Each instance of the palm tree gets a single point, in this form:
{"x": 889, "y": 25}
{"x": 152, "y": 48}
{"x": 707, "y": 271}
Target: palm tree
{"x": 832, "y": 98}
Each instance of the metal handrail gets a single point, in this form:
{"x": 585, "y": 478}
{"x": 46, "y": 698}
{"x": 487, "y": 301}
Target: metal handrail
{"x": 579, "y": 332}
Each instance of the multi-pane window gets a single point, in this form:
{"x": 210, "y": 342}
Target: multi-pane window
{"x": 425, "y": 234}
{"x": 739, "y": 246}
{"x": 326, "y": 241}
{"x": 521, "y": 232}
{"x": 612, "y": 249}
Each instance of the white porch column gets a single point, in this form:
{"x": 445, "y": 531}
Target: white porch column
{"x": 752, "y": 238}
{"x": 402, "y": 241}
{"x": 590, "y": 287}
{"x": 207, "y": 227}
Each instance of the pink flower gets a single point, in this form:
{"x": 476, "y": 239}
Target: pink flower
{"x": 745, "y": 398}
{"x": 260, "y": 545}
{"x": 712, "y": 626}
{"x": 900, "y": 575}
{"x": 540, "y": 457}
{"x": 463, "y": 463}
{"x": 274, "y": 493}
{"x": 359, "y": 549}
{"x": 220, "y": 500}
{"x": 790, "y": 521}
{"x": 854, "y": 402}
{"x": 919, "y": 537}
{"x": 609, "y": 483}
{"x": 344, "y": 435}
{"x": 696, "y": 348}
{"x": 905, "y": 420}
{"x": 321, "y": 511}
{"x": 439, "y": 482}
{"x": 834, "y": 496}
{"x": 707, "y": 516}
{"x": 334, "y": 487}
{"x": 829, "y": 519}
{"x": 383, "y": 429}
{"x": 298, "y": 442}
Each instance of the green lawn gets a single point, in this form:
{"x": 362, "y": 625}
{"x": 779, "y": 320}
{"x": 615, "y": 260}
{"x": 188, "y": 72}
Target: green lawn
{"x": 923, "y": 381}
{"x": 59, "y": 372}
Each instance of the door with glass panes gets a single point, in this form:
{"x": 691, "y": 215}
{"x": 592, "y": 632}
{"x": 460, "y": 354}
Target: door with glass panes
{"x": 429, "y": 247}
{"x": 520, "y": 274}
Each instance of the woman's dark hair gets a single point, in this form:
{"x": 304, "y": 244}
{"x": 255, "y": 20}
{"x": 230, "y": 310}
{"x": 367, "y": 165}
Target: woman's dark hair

= = = = = = =

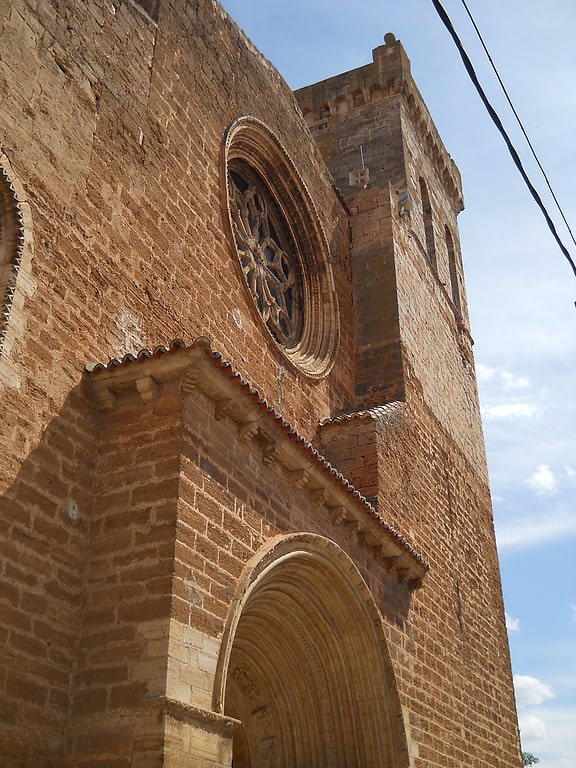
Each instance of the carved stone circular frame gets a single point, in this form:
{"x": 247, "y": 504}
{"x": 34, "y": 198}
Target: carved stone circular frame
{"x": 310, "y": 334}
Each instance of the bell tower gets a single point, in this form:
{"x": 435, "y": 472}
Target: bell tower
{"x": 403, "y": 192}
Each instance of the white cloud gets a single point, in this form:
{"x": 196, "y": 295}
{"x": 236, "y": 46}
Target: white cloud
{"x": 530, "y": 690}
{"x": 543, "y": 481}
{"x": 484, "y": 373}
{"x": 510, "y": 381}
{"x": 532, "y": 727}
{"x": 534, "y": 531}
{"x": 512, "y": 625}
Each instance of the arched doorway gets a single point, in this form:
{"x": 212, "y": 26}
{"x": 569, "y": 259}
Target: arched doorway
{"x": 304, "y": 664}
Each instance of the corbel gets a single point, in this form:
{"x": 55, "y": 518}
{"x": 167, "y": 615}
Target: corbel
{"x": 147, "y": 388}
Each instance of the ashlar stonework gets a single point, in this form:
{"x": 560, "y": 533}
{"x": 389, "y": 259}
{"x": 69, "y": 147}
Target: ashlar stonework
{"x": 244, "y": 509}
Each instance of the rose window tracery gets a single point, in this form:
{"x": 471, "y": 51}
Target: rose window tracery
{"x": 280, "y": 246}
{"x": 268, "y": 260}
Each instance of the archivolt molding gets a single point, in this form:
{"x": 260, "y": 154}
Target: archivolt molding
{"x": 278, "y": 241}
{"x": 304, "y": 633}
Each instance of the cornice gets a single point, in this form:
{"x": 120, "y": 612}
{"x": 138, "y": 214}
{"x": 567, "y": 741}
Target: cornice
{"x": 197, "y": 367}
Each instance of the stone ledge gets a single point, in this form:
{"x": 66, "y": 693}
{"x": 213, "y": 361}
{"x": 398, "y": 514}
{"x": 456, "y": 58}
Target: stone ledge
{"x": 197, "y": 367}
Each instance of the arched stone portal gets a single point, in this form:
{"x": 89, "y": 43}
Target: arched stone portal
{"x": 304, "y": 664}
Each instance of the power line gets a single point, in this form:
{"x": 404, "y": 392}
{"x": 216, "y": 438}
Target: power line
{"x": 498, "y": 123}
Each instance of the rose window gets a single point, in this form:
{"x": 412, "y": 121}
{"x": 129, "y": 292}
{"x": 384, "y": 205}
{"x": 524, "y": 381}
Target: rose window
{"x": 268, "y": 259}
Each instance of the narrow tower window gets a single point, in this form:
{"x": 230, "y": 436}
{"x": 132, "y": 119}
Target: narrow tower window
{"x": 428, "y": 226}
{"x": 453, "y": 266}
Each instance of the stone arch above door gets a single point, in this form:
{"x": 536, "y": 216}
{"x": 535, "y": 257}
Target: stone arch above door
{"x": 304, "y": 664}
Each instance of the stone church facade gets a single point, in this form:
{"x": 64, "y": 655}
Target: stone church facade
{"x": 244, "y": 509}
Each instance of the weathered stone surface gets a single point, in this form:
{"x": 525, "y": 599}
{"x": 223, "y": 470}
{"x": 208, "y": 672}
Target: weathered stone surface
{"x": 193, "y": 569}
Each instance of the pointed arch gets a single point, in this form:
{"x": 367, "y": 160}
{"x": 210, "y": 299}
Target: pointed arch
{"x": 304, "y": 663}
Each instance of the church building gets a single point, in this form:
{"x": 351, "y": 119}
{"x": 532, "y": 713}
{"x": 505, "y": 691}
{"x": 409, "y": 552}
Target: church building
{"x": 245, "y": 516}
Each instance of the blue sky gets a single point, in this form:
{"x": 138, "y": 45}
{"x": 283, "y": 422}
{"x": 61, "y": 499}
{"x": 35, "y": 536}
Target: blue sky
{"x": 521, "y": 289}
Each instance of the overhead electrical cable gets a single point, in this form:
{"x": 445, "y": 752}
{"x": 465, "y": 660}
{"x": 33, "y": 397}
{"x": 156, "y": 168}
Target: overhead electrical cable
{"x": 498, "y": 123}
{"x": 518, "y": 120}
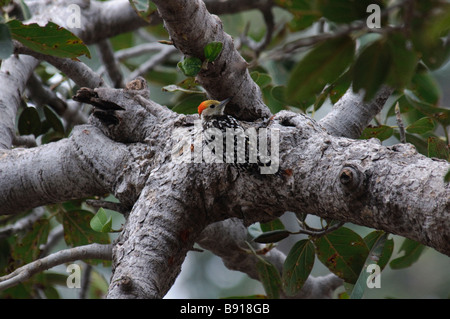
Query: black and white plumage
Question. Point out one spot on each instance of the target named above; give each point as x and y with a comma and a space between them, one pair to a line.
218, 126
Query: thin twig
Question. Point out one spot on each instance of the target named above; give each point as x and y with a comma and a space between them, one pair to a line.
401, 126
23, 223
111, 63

= = = = = = =

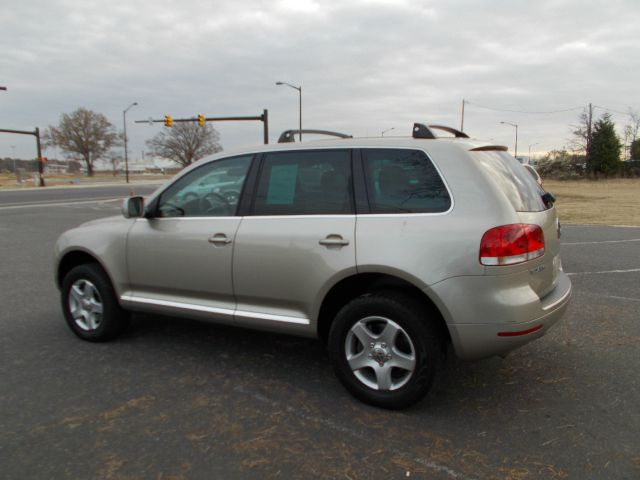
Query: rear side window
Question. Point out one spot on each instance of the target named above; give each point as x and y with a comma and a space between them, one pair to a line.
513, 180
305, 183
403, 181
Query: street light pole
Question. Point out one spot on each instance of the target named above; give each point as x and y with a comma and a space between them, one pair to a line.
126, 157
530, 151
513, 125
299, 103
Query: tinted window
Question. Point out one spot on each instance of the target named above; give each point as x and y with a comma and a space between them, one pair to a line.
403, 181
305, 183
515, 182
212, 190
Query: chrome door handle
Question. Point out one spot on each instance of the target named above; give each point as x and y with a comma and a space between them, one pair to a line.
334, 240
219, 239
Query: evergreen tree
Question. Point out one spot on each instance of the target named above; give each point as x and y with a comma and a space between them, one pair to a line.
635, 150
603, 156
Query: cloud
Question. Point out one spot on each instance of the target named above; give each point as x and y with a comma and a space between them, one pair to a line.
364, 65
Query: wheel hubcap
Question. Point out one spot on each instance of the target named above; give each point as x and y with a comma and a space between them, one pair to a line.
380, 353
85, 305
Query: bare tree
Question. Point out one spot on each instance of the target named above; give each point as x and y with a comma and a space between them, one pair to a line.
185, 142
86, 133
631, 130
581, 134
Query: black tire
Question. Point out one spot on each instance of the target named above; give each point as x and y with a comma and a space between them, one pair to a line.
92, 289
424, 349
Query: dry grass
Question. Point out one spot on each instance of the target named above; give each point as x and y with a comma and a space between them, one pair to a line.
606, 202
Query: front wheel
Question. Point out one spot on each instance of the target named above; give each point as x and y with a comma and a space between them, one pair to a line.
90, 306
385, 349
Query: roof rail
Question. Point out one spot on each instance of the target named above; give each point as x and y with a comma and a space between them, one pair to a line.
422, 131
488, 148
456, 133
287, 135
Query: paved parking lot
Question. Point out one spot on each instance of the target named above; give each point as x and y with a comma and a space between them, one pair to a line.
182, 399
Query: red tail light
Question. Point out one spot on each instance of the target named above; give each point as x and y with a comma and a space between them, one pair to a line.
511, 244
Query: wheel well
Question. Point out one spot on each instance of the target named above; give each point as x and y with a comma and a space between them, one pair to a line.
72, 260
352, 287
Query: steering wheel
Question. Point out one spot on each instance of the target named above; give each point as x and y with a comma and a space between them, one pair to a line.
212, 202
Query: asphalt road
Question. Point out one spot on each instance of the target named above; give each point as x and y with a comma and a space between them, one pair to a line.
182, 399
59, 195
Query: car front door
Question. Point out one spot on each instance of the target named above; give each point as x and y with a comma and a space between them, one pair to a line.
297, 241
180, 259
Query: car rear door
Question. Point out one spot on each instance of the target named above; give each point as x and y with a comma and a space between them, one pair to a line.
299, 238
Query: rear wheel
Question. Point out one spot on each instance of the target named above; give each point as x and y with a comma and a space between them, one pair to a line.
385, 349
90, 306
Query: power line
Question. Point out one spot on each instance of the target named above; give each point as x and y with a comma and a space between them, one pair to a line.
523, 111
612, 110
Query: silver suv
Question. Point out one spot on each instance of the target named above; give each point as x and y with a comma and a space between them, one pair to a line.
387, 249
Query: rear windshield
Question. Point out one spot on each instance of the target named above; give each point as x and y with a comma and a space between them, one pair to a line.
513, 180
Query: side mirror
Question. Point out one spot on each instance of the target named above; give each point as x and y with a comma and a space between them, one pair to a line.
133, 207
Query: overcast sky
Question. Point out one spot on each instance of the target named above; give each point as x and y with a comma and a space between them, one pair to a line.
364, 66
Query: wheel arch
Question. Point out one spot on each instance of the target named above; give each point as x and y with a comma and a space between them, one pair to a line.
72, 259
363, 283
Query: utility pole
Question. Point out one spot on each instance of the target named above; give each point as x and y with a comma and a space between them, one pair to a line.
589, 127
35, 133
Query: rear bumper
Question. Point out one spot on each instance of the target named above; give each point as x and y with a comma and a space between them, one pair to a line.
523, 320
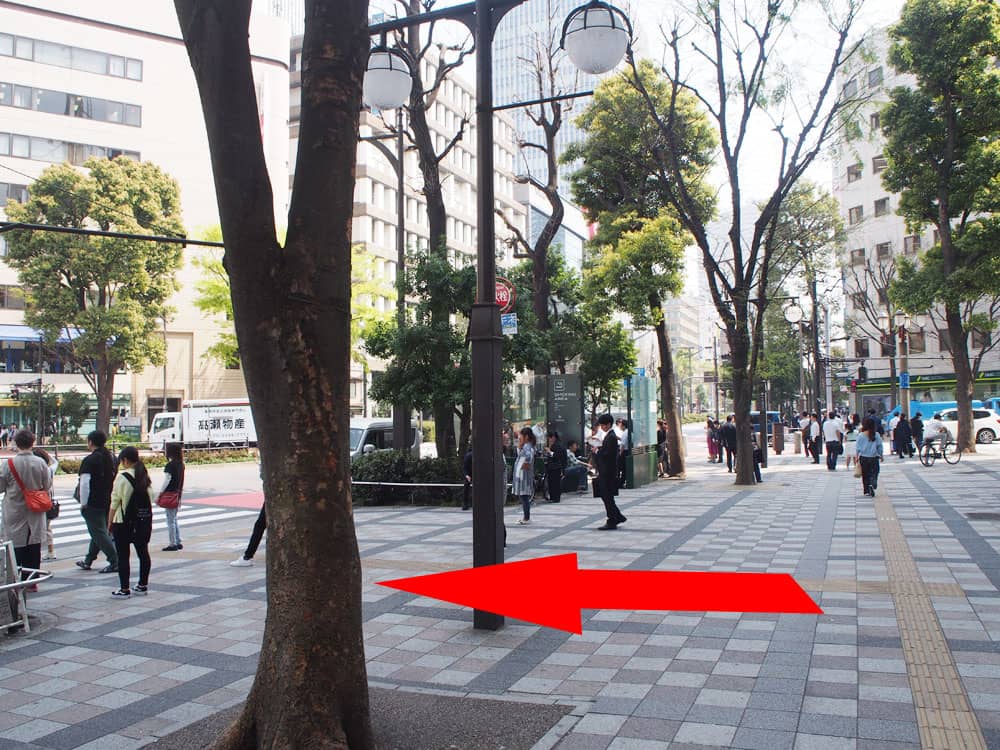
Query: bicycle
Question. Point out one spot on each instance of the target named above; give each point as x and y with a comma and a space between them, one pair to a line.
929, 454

= = = = = = =

## REQUIRED ACTION
Word for word, restate the lines above from the line containing "Query: dry grass" through the line containing "Query: roof rail", with both included and nothing else.

## EXERCISE RESPONSE
Query: dry grass
Question. Point out one spot on each instance of the target named above; give each point as x and y with a comma and a space between them, one pair to a line.
606, 202
Query: front wheel
Question. Point out one spot on each instance of the target named above; give each point as x and y with a comma and a space between them, one pair to a line.
90, 306
385, 349
Query: roof rail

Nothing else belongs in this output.